Przejdź do głównej zawartości

piekło - niebo

Blue boi się, że coś wyjdzie z pralki i go zje, a to tylko moje miętowe, łatwo brudzące się trampki, z których spieram zacieki po zostawieniu ich na noc na zewnętrznym parapecie tłuką się po bębnie, udając, że to rollercoaster. Możliwe, że syn mój koci obawia się też nie zgonu, a ponownej kąpieli, bo to właśnie dziś został zabrany pod prysznic i wypucowany z góry na dół aloesowym szamponem. Wczoraj tak samo pucowałam moją miętówkę, aż uzyskałam akceptowalny błysk lattementy. Ale bez aloesowego szamponu ;).

Ruby płacze, bo chce jeść. Rozdziawia bezzębna gębę i wygląda trochę jak pisklę, trochę jak origami do zabawy w piekło - niebo. Przedtem próbowała mi walnąć klocka koło tipi w salonie, bo zczaiła się, że ukradkiem podajemy Blue Shebe, a jej tylko antyalergiczne monokarmy w formie pasztetu bez apetycznego sosiku. Tak, jej kocia psychika sprowadza się do rozładowania swojej frustracji poprzez oddawanie stolca za zasłona, tudzież obok tipi. Ostatnio nabrała fajnego gęstego futra, mordkę ma jak panda, a oczka jak dwa topazy. Podczas upałów to miała albo fazę gastro, kiedy jadła bez opamiętania albo głodówkę, więc czułam się jakbym miała w domu anorektyczkę i prosiłam ją o każdy kolejny kęsik. 

Mężu mój wyprawił się do pracy, a ja siedzę na schodku przed domem i grzeje w słońcu bąbel po komarze na kolanie i wielką opryszczkę na górnej wardze. Już mnie złapało na delikatny brązik, bo od jakiegoś czasu nie smaruje się 50tką. Kotów nie wzięłam ze sobą, bo przez te nasze wypadziki dostały jakichś robali z trawy, więc zakaz wypasania kotów na podwórku. A tak chciałam zadbać o ich dobrobyt, rozwój psychofizyczny i odpowiedni poziom witaminy D czy tam C, bo ponoć jakoś ją syntetyzują i zlizują.

Wycisnęłam soki z jabłek i pomarańczy, a teraz czytam książkę o wyciskaniu oliwy z oliwek. Jak skończę fazę włosko - jedzeniową to biorę się za thrillery medyczne Cooka. Pozostanę jednak dalej w fazie jeżdżenia po restauracjach i jedzenia włoskich potraw. Może nawet moim włoskim autkiem. Czekam aż internety przyślą mi miętowy organizer, żerny zrobić w nim objazdowa listę żarcia na wynos. Czekam też na turkusowy klips do Pandory i łańcuszek zabezpieczający i jasnoniebieską narzutkę z Vinted.

→ OPIS ZADANIA
Jakiego szamponu użyto według tekstu źródłowego do umycia Blue pod prysznicem? Wiersze stanowią osobny materiał, niezwiązany z tekstem źródłowym.

→ WIERSZE DANYCH
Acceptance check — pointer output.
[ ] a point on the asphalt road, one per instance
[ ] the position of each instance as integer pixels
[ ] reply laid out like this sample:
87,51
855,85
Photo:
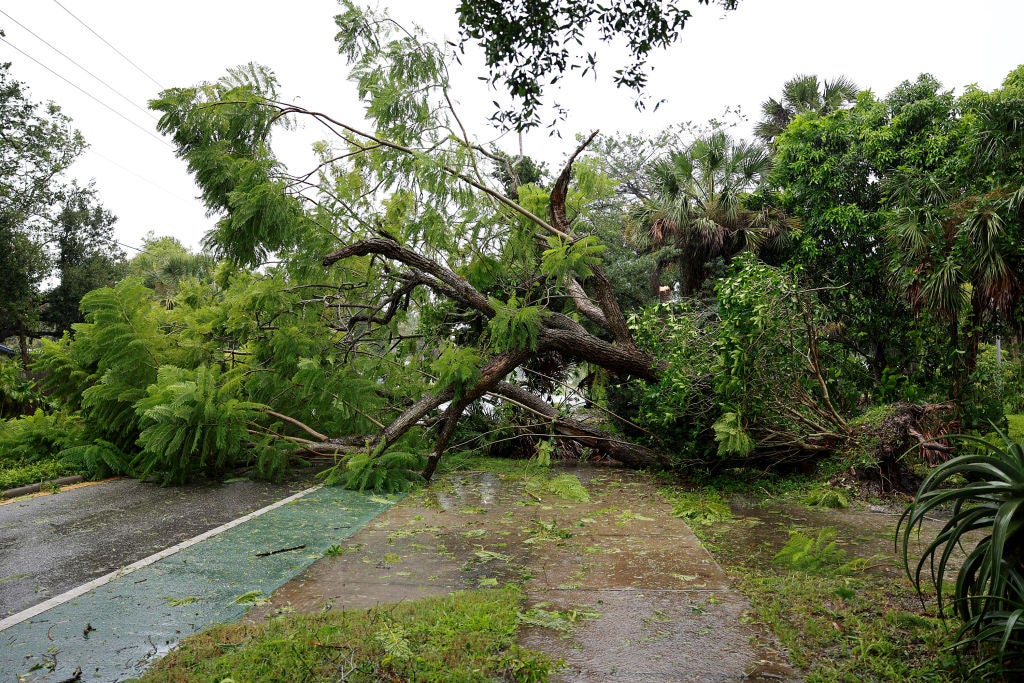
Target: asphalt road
51,544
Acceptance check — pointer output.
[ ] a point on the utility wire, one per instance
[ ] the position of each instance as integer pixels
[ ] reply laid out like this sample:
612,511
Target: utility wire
74,61
142,178
89,95
123,56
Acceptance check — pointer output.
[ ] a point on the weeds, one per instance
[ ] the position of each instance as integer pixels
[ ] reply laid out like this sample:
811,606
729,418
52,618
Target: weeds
464,637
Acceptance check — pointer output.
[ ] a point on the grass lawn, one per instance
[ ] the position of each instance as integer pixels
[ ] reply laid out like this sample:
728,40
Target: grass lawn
459,638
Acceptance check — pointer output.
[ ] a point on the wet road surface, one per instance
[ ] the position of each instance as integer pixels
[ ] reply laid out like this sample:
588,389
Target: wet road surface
50,544
115,631
657,606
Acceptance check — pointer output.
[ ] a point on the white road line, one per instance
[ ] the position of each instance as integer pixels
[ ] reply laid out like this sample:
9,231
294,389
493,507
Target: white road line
13,620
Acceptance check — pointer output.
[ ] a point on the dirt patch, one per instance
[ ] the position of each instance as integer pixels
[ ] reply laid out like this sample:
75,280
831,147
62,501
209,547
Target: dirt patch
617,588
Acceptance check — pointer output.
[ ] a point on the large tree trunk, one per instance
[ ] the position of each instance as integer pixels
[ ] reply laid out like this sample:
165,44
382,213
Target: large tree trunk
558,333
614,446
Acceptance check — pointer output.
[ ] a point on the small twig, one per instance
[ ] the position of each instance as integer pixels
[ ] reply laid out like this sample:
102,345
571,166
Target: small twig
281,550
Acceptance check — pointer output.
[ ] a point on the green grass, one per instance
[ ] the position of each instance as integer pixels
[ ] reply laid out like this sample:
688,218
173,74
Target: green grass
837,620
463,637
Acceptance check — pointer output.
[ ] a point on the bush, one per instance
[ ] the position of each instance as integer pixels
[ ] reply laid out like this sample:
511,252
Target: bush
985,491
37,436
16,391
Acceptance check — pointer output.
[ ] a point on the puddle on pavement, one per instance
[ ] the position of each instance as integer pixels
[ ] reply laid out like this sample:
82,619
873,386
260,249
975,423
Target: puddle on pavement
861,534
657,606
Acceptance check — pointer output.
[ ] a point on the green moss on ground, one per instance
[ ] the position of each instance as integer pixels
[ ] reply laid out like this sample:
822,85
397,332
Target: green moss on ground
463,637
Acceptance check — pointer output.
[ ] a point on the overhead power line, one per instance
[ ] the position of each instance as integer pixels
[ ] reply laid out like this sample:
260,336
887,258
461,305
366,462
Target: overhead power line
74,61
123,56
90,95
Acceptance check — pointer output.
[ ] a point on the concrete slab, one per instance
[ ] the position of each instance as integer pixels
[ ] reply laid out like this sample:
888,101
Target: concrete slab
666,608
116,631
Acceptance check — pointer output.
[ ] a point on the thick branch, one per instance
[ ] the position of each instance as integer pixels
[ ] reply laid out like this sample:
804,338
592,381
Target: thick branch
585,304
622,359
458,286
560,190
626,453
497,370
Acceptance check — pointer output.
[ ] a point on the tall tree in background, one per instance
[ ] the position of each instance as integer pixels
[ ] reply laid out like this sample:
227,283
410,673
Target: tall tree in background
957,207
803,94
697,210
37,143
528,46
47,226
84,257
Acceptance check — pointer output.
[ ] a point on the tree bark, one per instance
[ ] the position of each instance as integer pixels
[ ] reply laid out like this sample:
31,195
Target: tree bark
629,454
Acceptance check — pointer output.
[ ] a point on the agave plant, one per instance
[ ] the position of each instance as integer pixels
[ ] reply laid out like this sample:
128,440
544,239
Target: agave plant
988,594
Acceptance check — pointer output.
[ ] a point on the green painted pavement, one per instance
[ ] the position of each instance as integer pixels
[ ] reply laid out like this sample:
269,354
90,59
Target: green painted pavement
115,631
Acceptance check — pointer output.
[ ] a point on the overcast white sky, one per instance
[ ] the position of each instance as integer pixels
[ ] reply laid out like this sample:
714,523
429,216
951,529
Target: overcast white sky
723,59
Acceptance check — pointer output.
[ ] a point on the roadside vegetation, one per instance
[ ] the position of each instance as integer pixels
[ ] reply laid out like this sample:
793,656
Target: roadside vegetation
832,299
464,637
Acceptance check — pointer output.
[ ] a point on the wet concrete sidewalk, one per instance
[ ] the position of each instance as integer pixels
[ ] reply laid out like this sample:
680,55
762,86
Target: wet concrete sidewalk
617,588
116,630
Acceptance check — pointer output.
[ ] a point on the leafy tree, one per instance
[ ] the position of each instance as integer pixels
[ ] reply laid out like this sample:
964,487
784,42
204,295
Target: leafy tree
803,94
827,178
529,45
434,280
164,263
49,227
956,203
85,257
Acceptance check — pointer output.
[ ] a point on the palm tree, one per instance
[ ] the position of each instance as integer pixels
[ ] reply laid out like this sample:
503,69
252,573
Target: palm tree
957,255
696,213
802,94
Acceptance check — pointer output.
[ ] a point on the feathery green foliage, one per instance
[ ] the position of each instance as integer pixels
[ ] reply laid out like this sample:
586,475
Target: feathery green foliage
190,423
811,554
514,327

→ WYNIK ZADANIA
Aloesowego.